EXERCISE TASKS
1: Answer these questions from the meditation journal:
(a) What kind of meditation was done at Unplug on Day 17?
(b) What did the instructor compare the mind to?
(c) Where did the writer sit to meditate on Day 16?
2: Write a continuation of the meditation journal, picking up right after its final sentence.

SELECTED PASSAGE
◆ ◆ ◆ ◆ ◆ ◆ ◆
Thursday, July 31, 2014

day 17

Day 17: Today I went back to Unplug. If you haven’t heard of it, check it out at www.unplugmeditation.com I always have a good experience there. The space is so serene and calm and the instructors are gentle as they guide the meditation. After a minor setback yesterday, it was nice to have a little help. They did a bodyscan meditation where you focus on your body starting at your toes and move all the way up to the crown of your head. It’s a wonderful exercise in keeping your attention and breathe on a very small part of yourself at a time. The instructor said something that really helped me today. She said your mind is like a waterfall, with the thoughts pouring down like water. Try to focus on the space behind the water. That little cavern that is calm and safe. This resonated with me today and I plan to use it tomorrow!

Wednesday, July 30, 2014

day 16

Day 16: Well I guess I thought that I had turned the meditation corner, that it would just keep getting better and better. I was wrong. I woke up anxious this morning. Not even sure why but it was there in the pit of my stomach. An uneasy feeling. What better time to meditate right? I found a sweet spot outside with a light breeze and I started. Where was that sweet spot I had just found? It was as if it was my forst time. I kept fidgeting. I was concerned that people walking by were looking at me. I was thinking about what I needed to do and what I had forgot to do. Ugh! I decided to be easy on myself. Every day in meditation is different as is every day in life. Today is as it should be. I’m grateful for that. Tomorrow is another day.
◆ ◆ ◆ ◆ ◆ ◆ ◆
DATA LISTING
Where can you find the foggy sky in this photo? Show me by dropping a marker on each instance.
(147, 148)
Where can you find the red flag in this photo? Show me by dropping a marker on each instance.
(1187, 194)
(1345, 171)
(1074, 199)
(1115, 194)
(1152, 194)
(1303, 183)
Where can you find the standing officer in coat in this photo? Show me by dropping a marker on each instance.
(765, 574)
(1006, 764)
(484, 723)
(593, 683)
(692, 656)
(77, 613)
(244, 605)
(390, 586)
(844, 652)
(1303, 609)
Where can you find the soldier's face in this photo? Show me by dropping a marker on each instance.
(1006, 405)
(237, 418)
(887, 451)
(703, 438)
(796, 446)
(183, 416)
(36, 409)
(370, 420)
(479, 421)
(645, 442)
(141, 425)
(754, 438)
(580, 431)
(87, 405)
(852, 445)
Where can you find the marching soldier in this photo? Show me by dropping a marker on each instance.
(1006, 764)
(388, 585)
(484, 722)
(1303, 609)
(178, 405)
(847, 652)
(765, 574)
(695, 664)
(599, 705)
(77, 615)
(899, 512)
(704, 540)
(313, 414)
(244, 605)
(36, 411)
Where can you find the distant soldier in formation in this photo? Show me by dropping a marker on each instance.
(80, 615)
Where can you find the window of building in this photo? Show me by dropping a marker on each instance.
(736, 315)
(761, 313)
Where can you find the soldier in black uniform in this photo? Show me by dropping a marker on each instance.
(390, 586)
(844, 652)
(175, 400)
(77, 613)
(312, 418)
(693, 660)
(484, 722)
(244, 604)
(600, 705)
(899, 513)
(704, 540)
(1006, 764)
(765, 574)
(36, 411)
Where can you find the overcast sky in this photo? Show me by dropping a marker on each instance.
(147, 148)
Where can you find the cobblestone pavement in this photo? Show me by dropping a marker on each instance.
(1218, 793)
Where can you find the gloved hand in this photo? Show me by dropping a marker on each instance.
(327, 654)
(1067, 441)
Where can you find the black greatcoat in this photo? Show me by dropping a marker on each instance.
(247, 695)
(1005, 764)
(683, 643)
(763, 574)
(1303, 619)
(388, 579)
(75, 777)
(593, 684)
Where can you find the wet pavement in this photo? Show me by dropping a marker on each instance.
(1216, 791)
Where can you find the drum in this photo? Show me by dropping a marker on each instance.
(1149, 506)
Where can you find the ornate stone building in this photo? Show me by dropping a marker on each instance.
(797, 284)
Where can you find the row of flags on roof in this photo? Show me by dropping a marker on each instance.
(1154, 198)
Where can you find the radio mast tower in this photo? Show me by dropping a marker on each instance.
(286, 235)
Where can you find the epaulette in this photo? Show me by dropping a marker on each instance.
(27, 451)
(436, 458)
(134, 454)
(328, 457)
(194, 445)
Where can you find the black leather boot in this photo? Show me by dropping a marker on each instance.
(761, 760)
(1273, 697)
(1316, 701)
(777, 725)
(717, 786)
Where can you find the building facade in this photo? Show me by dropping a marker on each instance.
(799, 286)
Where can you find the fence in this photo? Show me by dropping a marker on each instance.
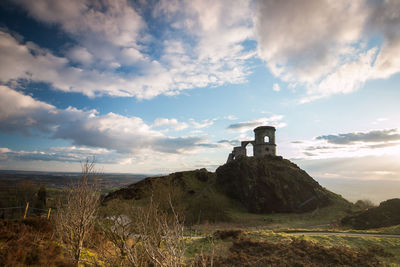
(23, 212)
◆ ◆ ◆ ◆ ◆ ◆ ◆
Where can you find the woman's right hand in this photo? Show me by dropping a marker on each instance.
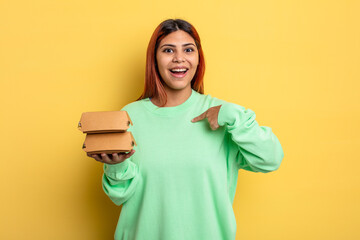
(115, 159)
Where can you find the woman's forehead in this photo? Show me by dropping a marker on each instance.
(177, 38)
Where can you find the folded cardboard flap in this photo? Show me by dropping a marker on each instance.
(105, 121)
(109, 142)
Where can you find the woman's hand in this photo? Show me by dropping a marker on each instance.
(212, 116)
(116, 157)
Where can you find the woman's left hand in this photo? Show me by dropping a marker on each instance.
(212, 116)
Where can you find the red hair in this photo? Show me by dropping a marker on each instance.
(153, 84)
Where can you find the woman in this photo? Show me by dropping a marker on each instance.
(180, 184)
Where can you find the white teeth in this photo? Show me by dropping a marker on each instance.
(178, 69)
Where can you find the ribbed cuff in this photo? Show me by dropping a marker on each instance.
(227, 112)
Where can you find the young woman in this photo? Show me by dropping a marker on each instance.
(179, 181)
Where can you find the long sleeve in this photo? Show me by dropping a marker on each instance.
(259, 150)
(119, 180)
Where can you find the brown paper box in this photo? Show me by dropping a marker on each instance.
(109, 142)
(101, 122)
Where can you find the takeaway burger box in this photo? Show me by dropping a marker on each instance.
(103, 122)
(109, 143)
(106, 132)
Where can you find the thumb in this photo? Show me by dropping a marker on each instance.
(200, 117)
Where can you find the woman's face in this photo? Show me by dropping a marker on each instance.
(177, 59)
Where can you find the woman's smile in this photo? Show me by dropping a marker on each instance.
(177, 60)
◆ ◆ ◆ ◆ ◆ ◆ ◆
RESPONSES BY TASK
1:
(a) A body scan meditation, moving attention from the toes up to the crown of the head.
(b) A waterfall, with thoughts pouring down like water.
(c) A spot outside with a light breeze.

2:
Tuesday, July 29, 2014

day 15

Day 15: I had my best session yet. I kept thinking to breathe in love and breathe out fear. In love and out fear. I started to feel supported in a way that I haven’t before. I say that to myself a lot, that I am supported by the universe, but I have to admit that it usually feels like something I’m trying to believe rather than what feels like the truth. During my meditation I had a strong feeling of being supported physically and emotionallly. I felt myself smile. Of course I started to analyze it and it took me out of that yummy feeling but I was very aware of the overall positive feeling. I’m encouraged.

Monday, July 28, 2014

day 14

Day 14: Today I think I made a tiny breakthrough. Maybe. I set the timer and for some reason it felt like the thoughts were coming at me a little more slowly, gently. For the first time it was kind of like everyone else has described. The thoughts came in and I let myself notice them and then they floated away...for the first few minutes. As soon as I noticed that it was happening, it was as if I turned on a switch and they started coming faster and faster. I immeditately felt defeated but then I was grateful to have experienced those few minutes. It's a process.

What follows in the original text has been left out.